— Tugas Soal —
Skalakan ulang semua baris mulai dari baris pertama dan berakhir pada baris yang memuat "206 182 L 256" (kedua ujungnya ikut), lalu tulis kembali seluruhnya beserta permintaannya. Kalikan setiap koordinat dalam jawaban dengan 2,55 dan bulatkan ke bilangan bulat terdekat (nilai setengah dibulatkan ke atas); angka pada permintaan dan contoh formatnya tidak diubah.

* * * * *

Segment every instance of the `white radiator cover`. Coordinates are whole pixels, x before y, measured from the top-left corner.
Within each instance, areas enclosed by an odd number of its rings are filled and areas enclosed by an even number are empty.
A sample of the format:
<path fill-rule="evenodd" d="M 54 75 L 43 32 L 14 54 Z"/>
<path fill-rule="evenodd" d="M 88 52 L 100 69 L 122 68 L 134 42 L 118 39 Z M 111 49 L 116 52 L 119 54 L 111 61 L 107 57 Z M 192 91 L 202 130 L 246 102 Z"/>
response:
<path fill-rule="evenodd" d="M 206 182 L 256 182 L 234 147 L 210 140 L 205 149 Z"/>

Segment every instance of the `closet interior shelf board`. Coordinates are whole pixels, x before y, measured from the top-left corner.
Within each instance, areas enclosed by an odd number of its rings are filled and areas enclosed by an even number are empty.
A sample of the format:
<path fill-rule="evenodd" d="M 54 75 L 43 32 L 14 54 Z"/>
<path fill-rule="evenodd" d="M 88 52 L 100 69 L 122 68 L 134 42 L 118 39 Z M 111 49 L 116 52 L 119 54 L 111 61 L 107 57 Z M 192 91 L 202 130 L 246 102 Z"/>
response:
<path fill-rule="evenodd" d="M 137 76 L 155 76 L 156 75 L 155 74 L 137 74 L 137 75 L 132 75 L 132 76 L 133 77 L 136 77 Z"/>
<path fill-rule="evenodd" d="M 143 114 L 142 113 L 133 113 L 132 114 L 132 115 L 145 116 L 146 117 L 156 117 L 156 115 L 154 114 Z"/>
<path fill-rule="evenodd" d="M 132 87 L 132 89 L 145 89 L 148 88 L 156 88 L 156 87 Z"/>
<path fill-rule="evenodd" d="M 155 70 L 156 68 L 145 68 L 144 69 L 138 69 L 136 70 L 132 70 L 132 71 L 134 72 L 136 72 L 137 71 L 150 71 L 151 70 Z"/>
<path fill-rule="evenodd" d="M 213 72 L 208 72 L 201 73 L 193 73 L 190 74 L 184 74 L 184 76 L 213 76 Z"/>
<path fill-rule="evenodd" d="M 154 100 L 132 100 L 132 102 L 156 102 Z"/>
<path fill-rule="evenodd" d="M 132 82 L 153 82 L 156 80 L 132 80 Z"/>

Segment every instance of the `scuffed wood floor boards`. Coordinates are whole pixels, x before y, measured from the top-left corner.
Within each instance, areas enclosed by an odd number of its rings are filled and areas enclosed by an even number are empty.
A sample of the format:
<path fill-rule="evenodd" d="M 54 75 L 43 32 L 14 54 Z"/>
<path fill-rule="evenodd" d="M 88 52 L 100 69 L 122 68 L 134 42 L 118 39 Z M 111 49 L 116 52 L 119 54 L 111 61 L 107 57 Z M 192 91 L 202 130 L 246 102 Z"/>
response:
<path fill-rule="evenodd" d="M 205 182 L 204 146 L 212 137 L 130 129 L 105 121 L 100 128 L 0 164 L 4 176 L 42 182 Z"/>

* * * * *

— Jawaban —
Segment every instance of the `white radiator cover`. Coordinates are whole pixels, x before y, measured from the top-left corner.
Within each instance, areas enclosed by an odd number of its rings are filled and areas enclosed by an even number are empty.
A sample of the format:
<path fill-rule="evenodd" d="M 54 75 L 43 32 L 14 54 Z"/>
<path fill-rule="evenodd" d="M 88 52 L 100 69 L 122 68 L 134 42 L 118 39 Z M 111 49 L 116 52 L 119 54 L 111 61 L 107 57 Z M 192 91 L 202 130 L 246 102 Z"/>
response:
<path fill-rule="evenodd" d="M 525 464 L 653 464 L 597 375 L 536 357 L 523 380 Z"/>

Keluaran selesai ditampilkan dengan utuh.